● PEDIDO
Você pode prolongar o trecho sobre o livro Como Ser Mulher, escrevendo a continuação a partir da última frase?

● TRECHO DA PÁGINA

______

Um garoto faz treze anos e o máximo que ele se sente impelido a fazer é passar um creme em suas espinhas. Já a mulher precisa retirar seus pelos, o frizz de seus cabelos, pintar suas unhas, apresentar a pele sem poros e imperfeições. Tudo isso de um dia para o outro.

Por 12 anos e 364 dias nos é permitido deixar a natureza seguir seu curso. Fazemos 13 e a luta começa. Uma luta incessante e sem prazo de término. As meninas são criadas apavoradas com a ideia de serem rejeitadas. Passam por um ritual imenso que vai do emagrecimento a retirada de pelos apenas para estarem atraentes os homens. Com questões como essas na cabeça, Moran se deparou com a autora Germaine Greer¹, que em 1970 lançou The Female Eunuch, o livro que mudou sua perspectiva.

Germaine faz com que ser mulher – fazer parte do gênero sexual jogado para escanteio, indignado, silenciado e esmagado – de repente pareça uma coisa fantástica”. SOU FEMINISTA. Diga em voz alta (ou escreva em caps look). Se você tem vergonha disso, você está dizendo ao patriarcado “tome meu voto de volta”, deposite meu salário na conta do meu marido. Diz ela de forma irreverente. Hoje em dia “é tecnicamente impossível” uma mulher argumentar contra o feminismo. Se você escolhe com quem casar, você é feminista. Se acha que deve ter direito a receber uma herança em seu nome, você é feminista.

Como Ser Mulher

Com o passar dos anos, Moran foi modernizando seu pensamento em relação a algumas questões apresentadas por Greer. “Uma feminista de verdade, jamais contrataria outra mulher para limpar sua casa. Porém, a bagunça é um problema da humanidade. Os trabalhos domésticos são questões de todos. Um homem que emprega um faxineiro é visto como um empregador.”

O livro nos diz que se uma mulher que trabalha, ao se ver diante da falta de tempo para gerir sua vida pessoal, precisa terceirizar as tarefas domésticas e para isso contrata uma pessoa para cuidar de seu filho ou limpar sua bagunça, a culpa é da forma como o horário de trabalho se organizou no sistema capitalista. Não se trata de oprimir outra mulher. É um assunto delicado e cheio de nuances.

______

● SEÇÃO DE DADOS

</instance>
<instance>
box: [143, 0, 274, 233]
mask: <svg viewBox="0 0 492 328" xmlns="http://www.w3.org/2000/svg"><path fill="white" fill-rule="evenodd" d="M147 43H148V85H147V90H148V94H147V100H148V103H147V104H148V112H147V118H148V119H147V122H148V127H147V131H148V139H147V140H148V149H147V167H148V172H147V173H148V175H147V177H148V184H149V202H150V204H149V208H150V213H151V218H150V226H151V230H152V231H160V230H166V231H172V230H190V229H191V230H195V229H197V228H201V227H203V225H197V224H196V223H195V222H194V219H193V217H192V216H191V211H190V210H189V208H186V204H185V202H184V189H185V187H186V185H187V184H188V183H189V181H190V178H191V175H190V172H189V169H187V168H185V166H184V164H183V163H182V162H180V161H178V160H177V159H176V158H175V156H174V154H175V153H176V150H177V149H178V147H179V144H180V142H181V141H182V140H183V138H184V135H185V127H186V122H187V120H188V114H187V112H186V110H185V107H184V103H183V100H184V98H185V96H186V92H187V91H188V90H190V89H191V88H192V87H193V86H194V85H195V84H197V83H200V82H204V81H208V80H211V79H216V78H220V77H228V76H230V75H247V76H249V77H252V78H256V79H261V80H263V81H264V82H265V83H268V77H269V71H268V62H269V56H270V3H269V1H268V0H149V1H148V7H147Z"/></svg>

______

● RESPOSTA DO EXERCÍCIO
Uma outra questão abordada é a falta de espaço para a mulher como artista. Caitlin conta que durante seus anos como jornalista no jornal Melody Maker, havia um esforço para se divulgar a música feita pelas moças. Mas havia uma questão. As mulheres perdiam pontos em relação a qualidade do trabalho. Poucas mulheres são estimuladas a criar.

Mulheres se destacam facilmente como atrizes, cantoras pop, intérpretes. Posições em que a estética está inserida no trabalho. Quando se trata de criação somos poucas. Escritoras, compositoras, musicistas, há uma questão numeral que influi na qualidade do trabalho. Se existem mais musicistas homens, é claro o trabalho deles é mais consistente. Para ela, a falta de representatividade feminina é uma questão social. Os homens estão acostumados a verem as mulheres em segundo lugar. Nas palavras de Moran: as mulheres têm um “status ruim”. São esquecidas porque não tem visibilidade. Os homens apostam nos vencedores, e os vencedores são outros homens.

Por seu jeito sarcástico e irreverente, seu estilo de escrita já foi comparado ao do site Jezebel. No livro de 233 páginas, ela discute temas femininos e mostra sua forma de ver a vida. A proposta é tratar de estereótipos sem se aprofundar. É um livro divertido para ler nas férias, que pode funcionar como porta de entrada para o feminismo, cuja leitura desperta interesse em aprofundar melhor os temas.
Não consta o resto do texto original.